Objective 1 |
According to the article on British dividend stocks for July, how much free cash flow did Diageo generate last year?
Objective 2 |
Carry on writing the article on British dividend stocks for July, picking up after its final sentence.

Document extract |
**********

Best British dividend stocks to buy in July

We asked our writers to share their top dividend stock for July, including two Share Advisor ‘Ice’ recommendations!

| More on:

The content of this article was relevant at the time of publishing. Circumstances change continuously and caution should therefore be exercised when relying upon any content contained within this article.

Grattan Bridge in Dublin, Ireland, on the River Liffey at sunset

Image source: Getty Images

You’re reading a free article with opinions that may differ from The Motley Fool’s Premium Investing Services. Become a Motley Fool member today to get instant access to our top analyst recommendations, in-depth research, investing resources, and more. Learn More.

Every month, we ask our freelance writers to share their top ideas for dividend stocks with you — here’s what they said for July!

[Just beginning your investing journey? Check out our guide on how to start investing in the UK.]

Diageo

What it does: Diageo is the brewer and distiller behind a host of premium drinks worldwide, from Guinness to Johnnie Walker.

By Christopher Ruane. With a 3.2% dividend yield, Diageo (LSE: DGE) might not look like a hot dividend share at first glance.

But from the perspective of how it can fund future dividend growth, I like the share a lot. This is a company that has grown its payout per share annually for well over three decades. Those are not tokenistic increases, either: the dividend has increased by 5% in both of the past couple of years.

High demand, premium positioning and unique products give the company strong pricing power. The business model generates sizeable free cash flows: £1.8bn last year alone. I therefore expect Diageo can raise its dividend for years to come.

Weakening sales in Latin America concern me. They could foreshadow a broader slowdown in premium drinks demand as global economic weakness bites. As a long-term investor, though, I think the outlook for Diageo is promising.

Christopher Ruane does not own shares in Diageo.

HSBC

What it does: HSBC is an international bank with a presence in over 60 countries.

By Charlie Keough. I already own HSBC (LSE: HSBA) shares but at their current price, I’m incredibly tempted to buy some more in July.

**********

Entries provided |

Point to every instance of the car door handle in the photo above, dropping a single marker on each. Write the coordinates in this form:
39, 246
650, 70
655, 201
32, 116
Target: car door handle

**********

Right answer 1 |
£1.8bn

Right answer 2 |
The star of the show is its 7.1% dividend yield. Last year its payout grew by 97% to 61 cents per share. In its Q1 results, it announced a special 21 cents per share dividend after selling its Canadian business. Accounting for that, the stock yields a whopping 11.8%.

HSBC shares also look cheap. They trade on 7.5 times earnings, comfortably below the FTSE 100 average. Its price-to-book ratio is 0.9.

The biggest threat to the firm is its focus on Asia. A slowdown in Chinese economic growth could weigh down on the stock in the months to come.

But moving past that, I’m bullish on HSBC. Its shares are cheap, and its yield is high. That’s the sort of stock I like to buy. If I have the cash, I’ll be adding to my position this month.

Charlie Keough owns shares in HSBC.

What it does: Legal & General Group sells a wide range of life insurance, retirement and investment products.

Legal & General Group (LSE:LGEN) shares have long been popular with investors seeking an extraordinary passive income. Following recent heavy price weakness, it looks even more appealing from a dividend perspective.

The FTSE 100 company now carries an enormous 9.5% dividend yield for 2024. And for 2025 and 2026, these figures improve to 10.1% and 10.7% respectively.

Investors have been spooked by Legal & General’s intention to cool future dividend growth. It announced plans in mid-June to raise annual payouts by 2% between 2025 and 2027, down from 5% previously.

I think the market is overreacting here. Not only are dividends still expected to grow. But the financial services giant plans to “return more to shareholders” overall by launching a series of share buybacks. This begins with a £200m repurchase this year.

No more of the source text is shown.